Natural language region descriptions
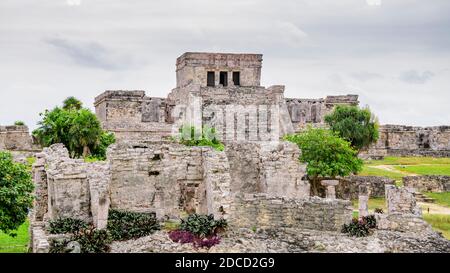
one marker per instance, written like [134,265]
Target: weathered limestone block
[217,179]
[330,187]
[401,200]
[262,211]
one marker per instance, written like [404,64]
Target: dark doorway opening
[211,79]
[224,78]
[237,78]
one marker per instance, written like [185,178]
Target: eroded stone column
[363,198]
[330,188]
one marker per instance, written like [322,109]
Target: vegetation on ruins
[91,240]
[66,225]
[124,225]
[192,136]
[16,187]
[359,126]
[76,127]
[200,230]
[360,227]
[327,155]
[19,123]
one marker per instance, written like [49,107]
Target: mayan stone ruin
[256,183]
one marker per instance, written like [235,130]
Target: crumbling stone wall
[132,115]
[428,183]
[263,211]
[192,68]
[348,187]
[401,200]
[271,168]
[399,140]
[67,187]
[313,111]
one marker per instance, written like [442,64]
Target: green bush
[361,227]
[75,127]
[66,225]
[93,240]
[16,193]
[203,225]
[191,136]
[359,126]
[19,123]
[124,225]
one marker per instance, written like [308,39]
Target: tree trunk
[86,151]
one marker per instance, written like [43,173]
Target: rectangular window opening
[237,78]
[224,78]
[211,78]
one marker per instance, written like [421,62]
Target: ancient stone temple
[256,180]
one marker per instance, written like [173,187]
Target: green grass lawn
[441,198]
[377,202]
[17,244]
[439,222]
[425,169]
[408,161]
[370,171]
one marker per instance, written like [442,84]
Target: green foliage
[18,244]
[93,240]
[77,128]
[90,239]
[124,225]
[356,125]
[72,103]
[19,123]
[361,227]
[327,154]
[16,187]
[203,225]
[66,225]
[106,139]
[191,136]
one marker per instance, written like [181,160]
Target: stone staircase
[420,197]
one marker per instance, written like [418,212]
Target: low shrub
[356,228]
[181,236]
[360,227]
[379,210]
[90,239]
[203,225]
[93,240]
[66,225]
[370,221]
[124,225]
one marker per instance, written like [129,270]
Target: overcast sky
[395,54]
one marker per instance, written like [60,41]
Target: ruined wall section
[132,115]
[192,68]
[263,211]
[313,111]
[399,140]
[269,168]
[67,187]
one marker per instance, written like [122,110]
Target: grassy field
[17,244]
[441,198]
[440,223]
[398,167]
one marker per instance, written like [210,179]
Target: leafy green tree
[72,103]
[19,123]
[77,128]
[16,197]
[326,154]
[359,126]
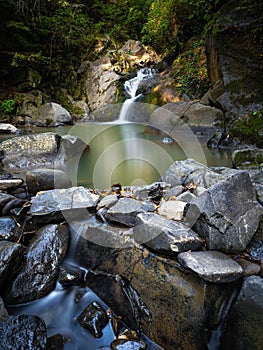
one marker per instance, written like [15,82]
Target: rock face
[23,332]
[51,114]
[25,152]
[244,329]
[40,270]
[227,214]
[211,266]
[172,307]
[11,259]
[46,150]
[234,48]
[53,204]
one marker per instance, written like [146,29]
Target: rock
[125,211]
[4,316]
[103,235]
[108,201]
[124,344]
[70,275]
[165,236]
[233,48]
[8,128]
[212,266]
[8,184]
[247,158]
[227,214]
[28,107]
[93,318]
[46,179]
[30,151]
[154,191]
[11,260]
[41,267]
[200,115]
[51,114]
[248,267]
[137,55]
[157,290]
[23,332]
[67,203]
[244,326]
[100,85]
[186,171]
[9,229]
[172,209]
[186,197]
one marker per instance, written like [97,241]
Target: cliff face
[234,48]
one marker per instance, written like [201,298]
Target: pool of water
[124,153]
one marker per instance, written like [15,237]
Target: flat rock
[212,266]
[58,202]
[165,236]
[125,211]
[172,209]
[227,214]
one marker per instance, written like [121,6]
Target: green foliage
[8,106]
[249,128]
[190,71]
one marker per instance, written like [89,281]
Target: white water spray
[131,87]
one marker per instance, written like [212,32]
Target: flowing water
[119,152]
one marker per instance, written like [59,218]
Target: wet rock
[46,179]
[9,229]
[8,128]
[154,191]
[174,192]
[11,260]
[186,197]
[71,148]
[157,290]
[3,312]
[41,267]
[244,327]
[200,115]
[108,201]
[212,266]
[94,318]
[247,158]
[70,275]
[125,211]
[172,209]
[186,171]
[8,184]
[67,203]
[248,267]
[23,332]
[227,214]
[30,151]
[51,114]
[124,344]
[165,236]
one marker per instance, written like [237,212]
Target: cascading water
[131,87]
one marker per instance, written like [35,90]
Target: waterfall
[131,86]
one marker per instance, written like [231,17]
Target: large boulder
[227,214]
[51,114]
[153,294]
[234,49]
[41,266]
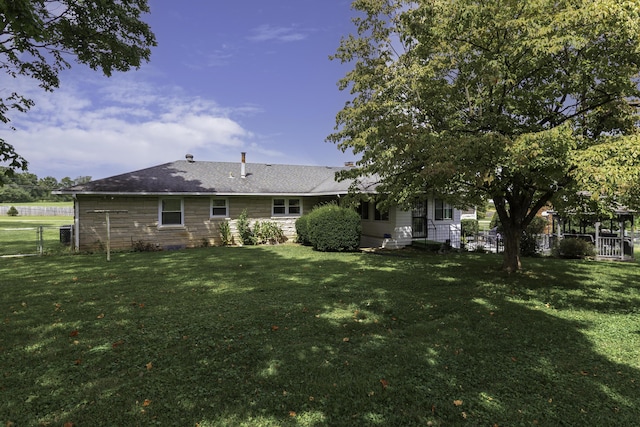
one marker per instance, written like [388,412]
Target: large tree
[524,102]
[38,38]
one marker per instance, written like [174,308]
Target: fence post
[40,240]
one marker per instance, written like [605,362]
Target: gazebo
[613,237]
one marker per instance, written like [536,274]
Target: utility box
[65,234]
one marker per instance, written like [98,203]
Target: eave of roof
[188,178]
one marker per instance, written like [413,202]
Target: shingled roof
[187,177]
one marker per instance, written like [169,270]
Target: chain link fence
[36,240]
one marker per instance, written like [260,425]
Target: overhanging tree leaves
[510,100]
[38,38]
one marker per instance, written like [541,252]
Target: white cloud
[121,126]
[282,34]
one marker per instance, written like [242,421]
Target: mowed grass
[20,234]
[283,335]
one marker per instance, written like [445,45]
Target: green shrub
[267,232]
[302,230]
[244,229]
[225,233]
[573,248]
[470,227]
[529,242]
[334,228]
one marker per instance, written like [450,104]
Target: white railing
[39,210]
[610,247]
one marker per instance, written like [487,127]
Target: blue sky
[226,77]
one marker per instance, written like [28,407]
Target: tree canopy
[526,103]
[38,38]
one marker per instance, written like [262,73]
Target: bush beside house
[334,228]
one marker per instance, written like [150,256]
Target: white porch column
[598,245]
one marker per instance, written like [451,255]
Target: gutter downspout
[76,223]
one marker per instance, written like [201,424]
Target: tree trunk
[512,220]
[511,256]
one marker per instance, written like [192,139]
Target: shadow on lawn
[268,336]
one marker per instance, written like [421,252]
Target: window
[287,207]
[363,210]
[381,215]
[171,212]
[443,210]
[219,208]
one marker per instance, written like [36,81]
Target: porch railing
[613,247]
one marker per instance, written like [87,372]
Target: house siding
[398,227]
[139,221]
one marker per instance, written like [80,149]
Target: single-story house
[182,203]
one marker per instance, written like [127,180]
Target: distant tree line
[27,187]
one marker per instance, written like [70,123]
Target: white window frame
[446,210]
[161,211]
[226,207]
[287,206]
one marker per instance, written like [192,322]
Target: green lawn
[20,235]
[283,335]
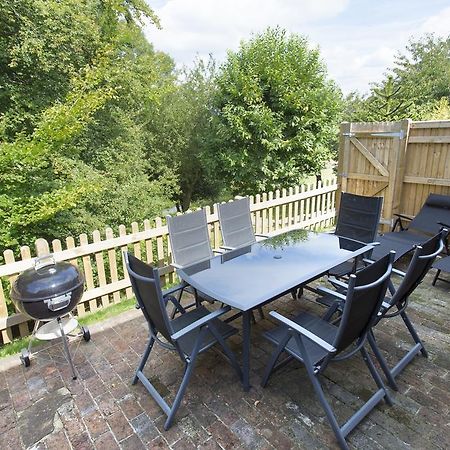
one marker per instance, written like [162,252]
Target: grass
[16,345]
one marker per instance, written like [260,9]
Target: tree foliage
[79,83]
[417,86]
[276,114]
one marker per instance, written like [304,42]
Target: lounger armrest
[335,282]
[174,289]
[398,221]
[200,322]
[445,225]
[330,292]
[396,271]
[227,248]
[303,331]
[403,216]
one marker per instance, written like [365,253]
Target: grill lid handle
[44,261]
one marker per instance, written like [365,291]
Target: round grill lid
[47,279]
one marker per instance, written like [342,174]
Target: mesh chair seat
[188,341]
[426,223]
[316,325]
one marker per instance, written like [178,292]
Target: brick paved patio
[41,407]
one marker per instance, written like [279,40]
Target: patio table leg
[246,316]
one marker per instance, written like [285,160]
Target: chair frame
[222,218]
[300,333]
[205,324]
[399,305]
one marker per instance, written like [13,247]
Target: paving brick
[106,442]
[119,425]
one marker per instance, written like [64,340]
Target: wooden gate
[371,162]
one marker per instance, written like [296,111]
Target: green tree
[275,114]
[183,133]
[79,83]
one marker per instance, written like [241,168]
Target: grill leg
[66,349]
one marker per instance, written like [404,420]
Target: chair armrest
[200,322]
[330,292]
[303,331]
[396,271]
[173,289]
[398,221]
[402,216]
[226,247]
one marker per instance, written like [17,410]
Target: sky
[358,39]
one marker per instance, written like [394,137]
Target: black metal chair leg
[226,349]
[144,359]
[376,376]
[273,359]
[321,396]
[383,363]
[436,277]
[414,334]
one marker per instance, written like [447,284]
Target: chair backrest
[189,238]
[366,291]
[145,283]
[358,217]
[435,209]
[236,223]
[421,262]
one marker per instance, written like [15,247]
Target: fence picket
[99,262]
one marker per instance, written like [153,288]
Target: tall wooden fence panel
[401,161]
[99,256]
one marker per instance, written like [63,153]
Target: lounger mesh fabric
[189,238]
[421,262]
[235,223]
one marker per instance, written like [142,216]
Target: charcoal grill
[48,292]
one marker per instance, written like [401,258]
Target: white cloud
[357,51]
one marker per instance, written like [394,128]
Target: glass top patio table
[250,276]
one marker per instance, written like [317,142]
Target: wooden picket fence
[100,257]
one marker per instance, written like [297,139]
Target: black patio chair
[190,334]
[236,224]
[434,214]
[358,219]
[396,304]
[315,342]
[190,244]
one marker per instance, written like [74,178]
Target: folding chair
[358,219]
[434,214]
[190,244]
[189,334]
[315,342]
[236,227]
[396,304]
[421,262]
[236,224]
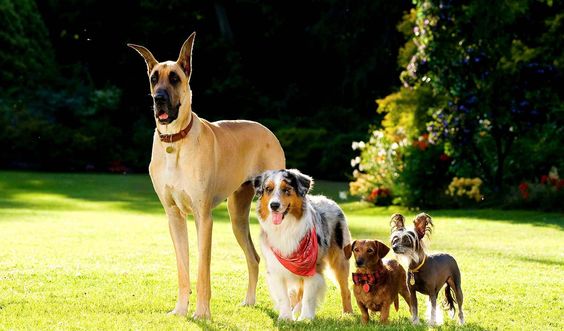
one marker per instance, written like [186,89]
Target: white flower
[378,134]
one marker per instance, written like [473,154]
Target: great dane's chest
[175,186]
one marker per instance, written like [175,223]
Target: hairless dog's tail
[449,299]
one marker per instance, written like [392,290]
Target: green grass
[93,252]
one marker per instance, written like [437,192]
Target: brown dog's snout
[359,262]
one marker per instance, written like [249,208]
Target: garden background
[450,106]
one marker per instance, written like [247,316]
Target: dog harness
[369,281]
[303,260]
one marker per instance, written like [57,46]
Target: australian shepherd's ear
[304,183]
[257,184]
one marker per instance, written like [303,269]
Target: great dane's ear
[147,55]
[304,183]
[185,56]
[397,222]
[382,249]
[423,225]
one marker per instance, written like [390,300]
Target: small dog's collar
[170,138]
[369,280]
[419,266]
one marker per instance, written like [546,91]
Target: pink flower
[524,189]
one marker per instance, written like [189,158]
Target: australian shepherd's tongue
[277,217]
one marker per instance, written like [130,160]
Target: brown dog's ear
[352,245]
[185,56]
[382,249]
[147,55]
[348,251]
[423,225]
[397,222]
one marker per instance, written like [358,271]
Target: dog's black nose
[161,96]
[274,205]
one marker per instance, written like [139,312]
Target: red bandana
[304,259]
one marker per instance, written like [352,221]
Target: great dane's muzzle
[165,112]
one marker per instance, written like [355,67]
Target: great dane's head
[169,83]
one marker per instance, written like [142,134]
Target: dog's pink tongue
[277,218]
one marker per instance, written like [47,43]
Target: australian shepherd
[300,235]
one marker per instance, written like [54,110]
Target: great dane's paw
[202,315]
[285,317]
[178,312]
[248,303]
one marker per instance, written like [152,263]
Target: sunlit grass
[93,252]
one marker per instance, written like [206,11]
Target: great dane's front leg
[203,288]
[179,235]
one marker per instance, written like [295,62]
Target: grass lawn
[93,252]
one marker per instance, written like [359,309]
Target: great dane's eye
[173,77]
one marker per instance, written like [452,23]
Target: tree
[490,61]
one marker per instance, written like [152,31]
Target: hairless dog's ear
[423,225]
[382,249]
[397,222]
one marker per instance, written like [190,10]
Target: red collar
[303,260]
[170,138]
[369,281]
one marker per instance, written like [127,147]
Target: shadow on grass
[353,322]
[536,218]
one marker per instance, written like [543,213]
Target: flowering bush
[377,167]
[469,187]
[380,196]
[547,193]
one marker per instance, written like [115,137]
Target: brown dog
[377,282]
[195,165]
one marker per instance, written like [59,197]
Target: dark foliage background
[76,98]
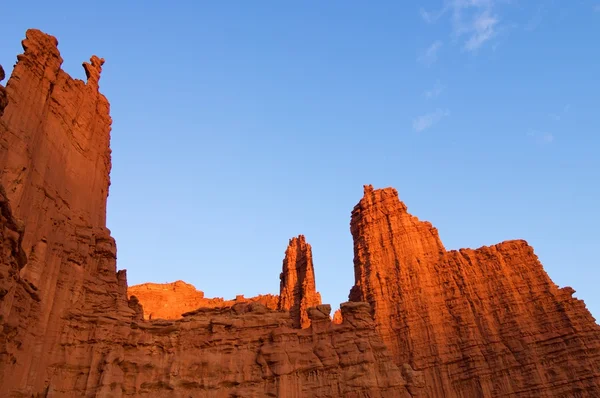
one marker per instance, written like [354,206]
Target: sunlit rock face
[479,323]
[298,292]
[67,328]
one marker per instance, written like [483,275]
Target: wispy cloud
[483,30]
[535,21]
[434,92]
[429,56]
[559,116]
[542,137]
[474,22]
[430,16]
[428,120]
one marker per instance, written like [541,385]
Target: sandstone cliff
[297,291]
[172,300]
[479,323]
[3,99]
[67,328]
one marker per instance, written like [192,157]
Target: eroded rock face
[297,291]
[67,328]
[3,97]
[55,160]
[172,300]
[486,322]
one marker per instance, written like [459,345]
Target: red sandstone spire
[297,287]
[485,322]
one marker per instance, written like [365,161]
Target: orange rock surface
[422,321]
[172,300]
[486,322]
[297,290]
[337,317]
[3,98]
[67,328]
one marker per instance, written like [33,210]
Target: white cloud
[542,137]
[428,120]
[554,116]
[429,56]
[434,92]
[535,21]
[482,30]
[473,21]
[431,17]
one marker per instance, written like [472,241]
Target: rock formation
[422,321]
[297,291]
[67,328]
[337,317]
[486,322]
[172,300]
[3,98]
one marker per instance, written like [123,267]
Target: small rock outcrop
[477,323]
[297,290]
[3,97]
[172,300]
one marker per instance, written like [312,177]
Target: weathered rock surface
[478,323]
[337,317]
[67,328]
[172,300]
[297,290]
[3,97]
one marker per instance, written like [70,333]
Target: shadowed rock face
[298,291]
[67,328]
[422,321]
[3,98]
[486,322]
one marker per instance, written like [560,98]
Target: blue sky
[238,125]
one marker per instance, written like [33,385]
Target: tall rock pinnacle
[486,322]
[297,282]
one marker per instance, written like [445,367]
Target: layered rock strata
[172,300]
[478,323]
[3,97]
[297,291]
[67,328]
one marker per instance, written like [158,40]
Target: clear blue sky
[238,125]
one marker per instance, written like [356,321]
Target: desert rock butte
[421,321]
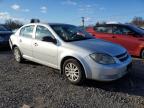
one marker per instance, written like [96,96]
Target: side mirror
[49,39]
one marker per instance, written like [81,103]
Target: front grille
[122,57]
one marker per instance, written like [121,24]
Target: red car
[129,36]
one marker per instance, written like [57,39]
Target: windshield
[3,28]
[137,29]
[70,33]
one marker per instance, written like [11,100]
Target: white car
[73,51]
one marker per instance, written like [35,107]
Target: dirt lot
[41,87]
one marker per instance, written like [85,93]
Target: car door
[44,52]
[104,32]
[25,40]
[121,36]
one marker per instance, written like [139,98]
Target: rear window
[103,29]
[3,28]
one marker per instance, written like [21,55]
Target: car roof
[112,25]
[48,24]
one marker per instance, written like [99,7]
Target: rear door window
[42,32]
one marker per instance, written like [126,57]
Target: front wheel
[142,54]
[17,55]
[74,71]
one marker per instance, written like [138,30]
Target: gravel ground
[32,85]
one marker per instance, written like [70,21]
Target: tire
[73,71]
[17,55]
[142,54]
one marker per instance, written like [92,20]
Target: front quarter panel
[64,52]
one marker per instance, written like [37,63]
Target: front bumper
[102,72]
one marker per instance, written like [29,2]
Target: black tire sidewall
[81,70]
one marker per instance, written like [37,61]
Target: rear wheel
[17,55]
[73,71]
[142,54]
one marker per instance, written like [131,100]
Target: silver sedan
[73,51]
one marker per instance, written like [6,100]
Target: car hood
[97,45]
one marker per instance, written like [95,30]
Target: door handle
[113,36]
[35,44]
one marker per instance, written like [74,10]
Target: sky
[71,11]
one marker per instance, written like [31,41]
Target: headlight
[1,39]
[102,58]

Work instructions
Retype, exactly as shown, the lines from the one with "one marker per instance, written like [37,61]" through the end of the records.

Answer
one marker per instance, written like [37,61]
Target: rear wheel
[17,55]
[73,71]
[142,54]
one marker per instance, written like [131,100]
Target: silver sedan
[73,51]
one marker per instance, written like [6,100]
Target: car hood
[97,45]
one marker per instance, written like [95,30]
Target: door handle
[113,36]
[35,44]
one marker per instance, written like [74,10]
Target: sky
[71,11]
one marker per instance, written like [31,41]
Target: headlight
[1,39]
[102,58]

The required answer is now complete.